* **What to work on**: Rewrite the lines of the listing below from the line with "the blue car" through the end of the listing, requests included, and provide only those lines. Scale every pixel coordinate in the answers by 1.05 and round to whole numbers, with halves rounded up.

(Location identification entries)
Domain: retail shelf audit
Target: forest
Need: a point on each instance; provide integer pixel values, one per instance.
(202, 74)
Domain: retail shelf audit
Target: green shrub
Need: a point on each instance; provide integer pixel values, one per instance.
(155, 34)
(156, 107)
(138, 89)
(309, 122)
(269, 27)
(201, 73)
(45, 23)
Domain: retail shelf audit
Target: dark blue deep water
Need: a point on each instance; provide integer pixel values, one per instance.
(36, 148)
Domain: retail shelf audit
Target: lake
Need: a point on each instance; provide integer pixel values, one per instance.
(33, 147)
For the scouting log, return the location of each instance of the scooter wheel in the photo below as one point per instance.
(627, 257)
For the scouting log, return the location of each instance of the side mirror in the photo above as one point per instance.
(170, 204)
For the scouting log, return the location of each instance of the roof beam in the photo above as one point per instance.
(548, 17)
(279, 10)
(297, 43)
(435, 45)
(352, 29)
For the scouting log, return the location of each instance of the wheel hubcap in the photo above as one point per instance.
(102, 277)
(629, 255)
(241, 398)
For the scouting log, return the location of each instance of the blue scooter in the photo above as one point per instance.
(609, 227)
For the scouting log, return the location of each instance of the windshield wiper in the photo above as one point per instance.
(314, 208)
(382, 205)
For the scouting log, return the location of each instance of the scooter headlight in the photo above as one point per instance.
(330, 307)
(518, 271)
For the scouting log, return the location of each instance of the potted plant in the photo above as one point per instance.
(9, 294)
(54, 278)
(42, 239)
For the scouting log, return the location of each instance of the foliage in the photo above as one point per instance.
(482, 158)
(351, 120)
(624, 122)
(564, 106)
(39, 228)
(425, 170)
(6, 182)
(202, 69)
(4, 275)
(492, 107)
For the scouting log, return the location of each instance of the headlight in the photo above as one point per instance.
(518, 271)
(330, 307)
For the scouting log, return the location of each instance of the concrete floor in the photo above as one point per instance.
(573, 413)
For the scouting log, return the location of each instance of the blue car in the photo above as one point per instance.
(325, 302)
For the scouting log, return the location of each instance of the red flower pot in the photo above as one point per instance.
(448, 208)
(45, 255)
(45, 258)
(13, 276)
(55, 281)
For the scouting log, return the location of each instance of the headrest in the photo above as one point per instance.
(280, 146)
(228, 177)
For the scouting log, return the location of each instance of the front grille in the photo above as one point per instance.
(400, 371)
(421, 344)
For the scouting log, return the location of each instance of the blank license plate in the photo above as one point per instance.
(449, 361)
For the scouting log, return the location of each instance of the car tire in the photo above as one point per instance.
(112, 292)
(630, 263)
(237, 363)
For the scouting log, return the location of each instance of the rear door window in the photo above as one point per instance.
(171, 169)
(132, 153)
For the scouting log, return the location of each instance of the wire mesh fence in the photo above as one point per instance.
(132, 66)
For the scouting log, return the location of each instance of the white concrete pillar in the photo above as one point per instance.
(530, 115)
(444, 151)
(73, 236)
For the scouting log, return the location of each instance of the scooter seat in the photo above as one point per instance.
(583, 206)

* **Response to this exercise**:
For the scouting log, return the location of each instance of the blue car in the photo above as one point per instance.
(341, 317)
For the scouting log, return the location of each instance of the red flower pot in the photo above as one point per instance.
(470, 218)
(47, 268)
(47, 271)
(14, 290)
(58, 295)
For the scouting log, return the location of each instance of the headrest in the photo above as one point per instance.
(294, 153)
(239, 186)
For the scouting log, return the location of each instance of the front grille in the photo above as one point per instance.
(420, 390)
(442, 361)
For the scouting log, return the location of each instance of the blank license plate in the photo above as one point per instance.
(471, 379)
For the scouting log, return the location of each instance of the car tire in the photo above as one point per instance.
(118, 307)
(662, 276)
(249, 381)
For the scouting log, return the location of each instance of the rear door window in the photo above as one point per instance.
(180, 177)
(139, 161)
For the scouting log, return the location of each instance of the wire mesh fence in the photo above as one point per instance.
(139, 69)
For the scouting log, return the location of each instance of the white concrete pillar in the photo above as one point per instance.
(557, 121)
(466, 159)
(77, 248)
For the scouting log, return the location of each instance of the scooter seat in the photo above as one point per instance.
(612, 216)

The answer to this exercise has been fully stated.